Build #2 · Week 2
BuildingBJJMath
Trusted calculators for grapplers — weight cuts, points, gi sizing, belt timelines — checked against the actual IBJJF and ADCC rulebooks.

The idea
What it is & why I built it
BJJMath is the MyNubs playbook pointed at something I actually do on the weekends: Brazilian jiu-jitsu. Same core bet — calculators are one of the few kinds of page AI search hasn't eaten, because people want to plug in their own numbers, not read a summary. The difference is the niche, and it's a good one.
Grapplers Google weirdly specific things, constantly. What IBJJF weight class am I in? How do I cut six pounds by Saturday without wrecking myself? What gi size do I order from a brand I've never tried? How long until my next belt? Right now the answers are forum guesses, a coach's gut feel, or a sketchy weight-cut thread from 2019. That gap is the whole opening.
The thing lives or dies on credibility, so that's the spine. Every calculator cites the actual source — the IBJJF and ADCC rulebooks, real sports-medicine references — shows its methodology, and (this is the part I still have to earn) gets checked by an actual black belt. The weight-cut and injury tools especially lean hard on "here's the range, here are the limits, go talk to a professional."
The build
How it was built
This week was the launch set: ten calculators across three buckets. Competition — an IBJJF weight class finder, a tournament weight-cut planner, a live points calculator, and an age-division lookup. Gear — a gi size finder across the big brands and a gi shrinkage calculator. Health and training — caloric needs for grapplers, a belt-promotion timeline estimator, a return-to-roll calculator, and a training-load tool.
It came together fast because MyNubs already did the hard part. Same engine underneath: hand-built pages that load instantly, a methodology page as the trust spine, a cited source on every tool, and the structured data that makes the pages easy for an AI to quote. The math was never the hard part — getting the rules exactly right, citing them, and being honest about what a calculator can't tell you is.
The stack
Tools used
Hand-built static pages Build
Same fast, no-framework setup as MyNubs — ten calculators, instant loads, almost nothing to break.
The 10 calculators Tools
Original logic pulled from the IBJJF and ADCC rulebooks and sports-medicine sources, not numbers guessed off a forum.
Methodology + citations Trust
A methodology page and a source on every tool, plus practitioner review — that's the entire credibility play.
Search & AI plumbing Discovery
Schema, sitemap, llms.txt, open AI-crawler access — built to be the source AI answers cite for BJJ numbers.
The numbers
Analytics so far
Brand new, so this is honestly blank for now — nothing's indexed yet. It fills in the same way MyNubs did: impressions first, then positions climbing off page two, then the first clicks. I'll post the real numbers here as they show up, zeros and all. No projections, no borrowed screenshots from the other build.
The recap
What worked & what I'd do better
What worked
- Reused everything from MyNubs, so a ten-calculator site came together in about a week instead of a month. The second build is so much faster than the first — which is the whole point of doing this on repeat.
- Leading with methodology and real rulebook citations means the credibility is baked in from page one, not bolted on later.
- Picked a niche where the current answers are genuinely bad — forum guesses and dodgy weight-cut advice — so the bar to be the most trustworthy option is low.
What I'd do better next time
- I need a real black belt locked in to review the methodology before I lean on 'reviewed by practitioners.' That claim has to be true or the trust angle falls apart.
- The gi sizing and shrinkage numbers have to be validated against actual brand charts. Sizing is the one thing people will screenshot and roast me for if it's off.
- The weight-cut and return-to-roll tools carry real risk if someone treats them as medical advice — the disclaimers and 'see a professional' framing need to be loud, not buried.
- Zero traffic on day one, exactly as expected. Same slow SEO burn as MyNubs — the difference is now I'm running the play twice and letting them stack.

▸ Extracted information:
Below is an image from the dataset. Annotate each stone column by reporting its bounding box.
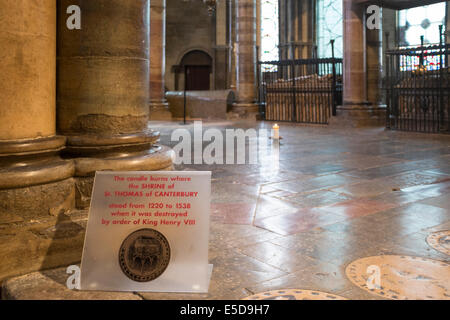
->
[233,0,258,119]
[214,1,229,90]
[366,29,382,106]
[332,0,385,127]
[57,0,173,208]
[0,0,75,283]
[150,0,172,120]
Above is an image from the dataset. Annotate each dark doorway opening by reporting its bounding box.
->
[174,50,213,91]
[186,66,211,90]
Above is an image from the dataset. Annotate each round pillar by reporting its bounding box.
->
[0,0,75,283]
[150,0,172,120]
[330,0,386,127]
[233,0,258,119]
[57,0,173,208]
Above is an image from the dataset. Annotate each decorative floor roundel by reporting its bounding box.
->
[345,255,450,300]
[427,230,450,256]
[243,289,347,300]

▸ Task to carry out: In the BJJMath write-up, which two calculators make up the Gear group?

▸ Task response: A gi size finder across the big brands and a gi shrinkage calculator.